--- START OF AVAILABLE RECORDS ---

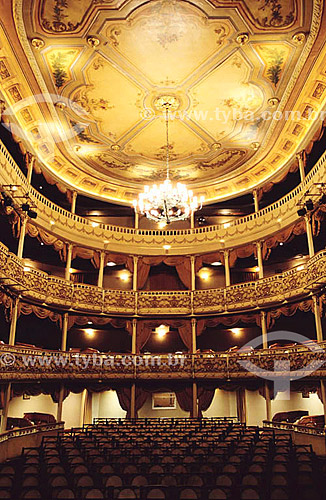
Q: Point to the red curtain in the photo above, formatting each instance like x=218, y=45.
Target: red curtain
x=184, y=398
x=205, y=398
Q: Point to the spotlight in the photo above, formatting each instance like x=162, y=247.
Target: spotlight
x=309, y=205
x=7, y=201
x=32, y=214
x=25, y=207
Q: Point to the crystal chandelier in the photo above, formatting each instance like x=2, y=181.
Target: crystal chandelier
x=167, y=202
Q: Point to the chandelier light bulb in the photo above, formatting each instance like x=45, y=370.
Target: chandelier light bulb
x=167, y=202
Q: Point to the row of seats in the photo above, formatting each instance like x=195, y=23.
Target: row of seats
x=192, y=459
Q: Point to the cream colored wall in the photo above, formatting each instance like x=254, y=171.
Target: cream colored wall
x=255, y=407
x=42, y=403
x=297, y=402
x=223, y=405
x=106, y=405
x=71, y=411
x=147, y=412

--- END OF AVAILABLE RECORDS ---

▶ _GOAL_: Write out all the lines above again, requests included, and shift every x and y coordinate in the answers by adding -112. Leave the numbers in the requests and their format samples as they are, and omit the pictures.

▶ _WORKED SOLUTION_:
Q: Point to the red curtain in the photo above, formatting each instance like x=218, y=45.
Target: red curtain
x=72, y=286
x=93, y=286
Q: Point to the spotlight in the photo above, formatting each instance like x=162, y=247.
Target: spotlight
x=197, y=93
x=-105, y=89
x=-80, y=102
x=-87, y=95
Q: Point to the crystal chandelier in the photo above, formatting each instance like x=2, y=181.
Target: crystal chandelier
x=55, y=90
Q: Point to the chandelier light bulb in the photo above, formatting each instance like x=45, y=370.
Target: chandelier light bulb
x=55, y=90
Q: Point to the row of seats in the photo above, formatting each instance like x=195, y=23.
Target: row of seats
x=80, y=347
Q: Point to the cream colored wall in the photo above, formatting each instance like x=254, y=171.
Target: cream colored wall
x=143, y=295
x=-70, y=291
x=185, y=290
x=111, y=293
x=-6, y=293
x=-41, y=299
x=35, y=300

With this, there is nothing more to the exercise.